(Region labeling records)
§

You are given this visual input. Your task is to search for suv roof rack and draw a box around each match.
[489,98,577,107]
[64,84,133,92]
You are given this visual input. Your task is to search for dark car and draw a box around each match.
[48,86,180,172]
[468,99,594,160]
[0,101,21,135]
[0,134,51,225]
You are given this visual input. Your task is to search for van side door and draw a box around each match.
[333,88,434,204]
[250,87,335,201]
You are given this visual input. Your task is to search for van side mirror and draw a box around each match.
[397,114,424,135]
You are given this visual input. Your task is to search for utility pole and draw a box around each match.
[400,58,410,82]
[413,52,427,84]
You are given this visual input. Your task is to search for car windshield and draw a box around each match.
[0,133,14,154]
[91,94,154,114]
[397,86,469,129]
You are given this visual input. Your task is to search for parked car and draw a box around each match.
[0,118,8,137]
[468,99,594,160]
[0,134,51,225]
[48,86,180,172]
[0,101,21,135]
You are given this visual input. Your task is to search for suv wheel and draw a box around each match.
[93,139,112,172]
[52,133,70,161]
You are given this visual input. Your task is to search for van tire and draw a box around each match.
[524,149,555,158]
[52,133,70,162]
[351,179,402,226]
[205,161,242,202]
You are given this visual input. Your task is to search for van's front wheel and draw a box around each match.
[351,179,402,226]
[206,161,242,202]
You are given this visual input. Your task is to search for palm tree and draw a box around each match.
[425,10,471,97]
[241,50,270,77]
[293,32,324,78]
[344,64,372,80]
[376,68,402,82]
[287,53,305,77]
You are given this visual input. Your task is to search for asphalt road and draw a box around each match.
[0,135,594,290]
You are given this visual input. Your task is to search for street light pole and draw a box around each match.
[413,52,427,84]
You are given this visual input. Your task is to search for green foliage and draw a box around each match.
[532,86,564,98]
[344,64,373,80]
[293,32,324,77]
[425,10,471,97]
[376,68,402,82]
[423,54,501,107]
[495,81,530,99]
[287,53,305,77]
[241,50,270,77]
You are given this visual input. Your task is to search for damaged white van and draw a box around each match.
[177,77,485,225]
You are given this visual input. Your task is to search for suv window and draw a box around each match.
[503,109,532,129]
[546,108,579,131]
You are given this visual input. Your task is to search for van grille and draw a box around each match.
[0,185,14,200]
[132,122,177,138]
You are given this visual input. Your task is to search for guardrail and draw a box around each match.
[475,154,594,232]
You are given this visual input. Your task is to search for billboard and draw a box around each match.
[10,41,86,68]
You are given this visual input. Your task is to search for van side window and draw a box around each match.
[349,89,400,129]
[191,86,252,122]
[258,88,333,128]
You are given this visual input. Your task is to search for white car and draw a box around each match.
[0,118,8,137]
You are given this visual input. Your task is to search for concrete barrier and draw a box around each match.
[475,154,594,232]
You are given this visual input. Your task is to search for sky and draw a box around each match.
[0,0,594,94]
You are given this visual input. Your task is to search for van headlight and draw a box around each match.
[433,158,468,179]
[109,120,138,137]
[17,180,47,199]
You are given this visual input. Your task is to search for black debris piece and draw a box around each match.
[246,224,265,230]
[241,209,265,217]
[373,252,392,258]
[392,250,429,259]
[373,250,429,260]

§

What you have to do:
Output the records above as a two-column CSV with the header row input_text,target_boxes. Write one row per record: the record's text in the first column and all of its boxes in the second, each field in double quotes, with line breaks replaced by spaces.

Exercise output:
input_text,target_boxes
"You are given this visual input. Your task is to search for suv roof rack and draw a box around each match.","[489,98,577,107] [64,84,133,92]"
"You are given this visual input. Your task is to search for dark car and draw a box around each match.","[48,86,180,172] [468,99,594,160] [0,101,21,135] [0,134,51,225]"
"You are given this visual input. Your task is to search for van side door and draw a box around each match.","[333,88,434,204] [250,87,335,201]"
"You are given this visual input. Your task is to search for van side mirror and draw a box around each match.","[397,114,424,135]"
"You are given this visual input. Your task is to search for utility pole and draw a box around each match.","[400,58,410,82] [413,52,427,84]"
"You are given this visual input. Your task is to search for car windshield and draw a box around each match.","[0,133,14,154] [91,94,154,114] [397,86,469,129]"
"You are given this visual input. Your task is to search for parked car and draw a box around each match.","[0,118,8,137] [468,99,594,160] [0,134,51,225] [48,86,180,172] [0,101,21,135]"
"You are given this visual input. Your task is to search for suv wheel and draw a box around each match.","[93,139,112,172] [52,133,70,161]"
"You are given this visual input. Your task is to search for van tire and draw a box around each match.","[524,149,555,158] [52,133,70,162] [351,179,402,226] [205,161,242,202]"
"You are given this visual input. Your task is to search for van's front wheel and draw a box around each match.","[351,179,402,226] [206,161,242,202]"
"You are given this visual input. Your task is to search for palm tree and draw a box around each match.","[425,10,471,97] [241,50,270,77] [293,32,324,78] [344,64,372,80] [376,68,402,82] [287,53,305,77]"
"You are given this visual input. Your task is to search for asphalt road and draw a box around each match.","[0,135,594,290]"
"You are given this visual input. Your task is to search for street light pole and draw a box around each match.","[413,52,427,84]"
"You are given this visual input. Your task is to search for green foliage and draw a box around each match.","[532,86,564,98] [344,64,373,80] [293,32,324,77] [425,10,471,97] [376,68,402,82] [423,54,501,107] [495,81,530,99] [287,53,305,77] [241,50,270,77]"
"You are given this visual input. Your task is to search for damaged white van and draw a box around each match.","[177,77,485,225]"
"You are given this visual input. Your task is to search for suv window and draw a box around each match.","[503,109,532,129] [546,108,579,131]"
"You are given this visual input. Your task is to search for van grille and draw a box around each match.","[0,185,14,200] [132,122,177,138]"
"You are given this visual input. Your task is to search for guardrail and draw a box around each match.","[475,154,594,232]"
"You are given this visual input. Your task is to search for billboard and draw a box around each match.","[10,41,86,68]"
"You are given this visual input. Your task is to search for van side window and draw a box around each match.","[349,89,400,129] [191,86,252,122] [258,88,333,128]"
"You are given this visual input. Your task is to search for white car and draw a box around each match.","[0,118,8,137]"
"You are given this visual input. Your task is to search for concrete barrier and draw a box around each match.","[475,154,594,232]"
"You are given this visual input. Your task is to search for sky and draw a box around each match.","[0,0,594,94]"
"You are given this visual input. Your task is to search for van headlight and draw a box around each match.","[433,158,468,179] [109,120,138,137] [17,180,47,199]"
"You are given this visual input. Your task is to search for black debris piece and draw a box around each match.","[246,224,265,230] [241,209,265,217] [373,252,392,258] [392,250,429,259] [373,250,429,260]"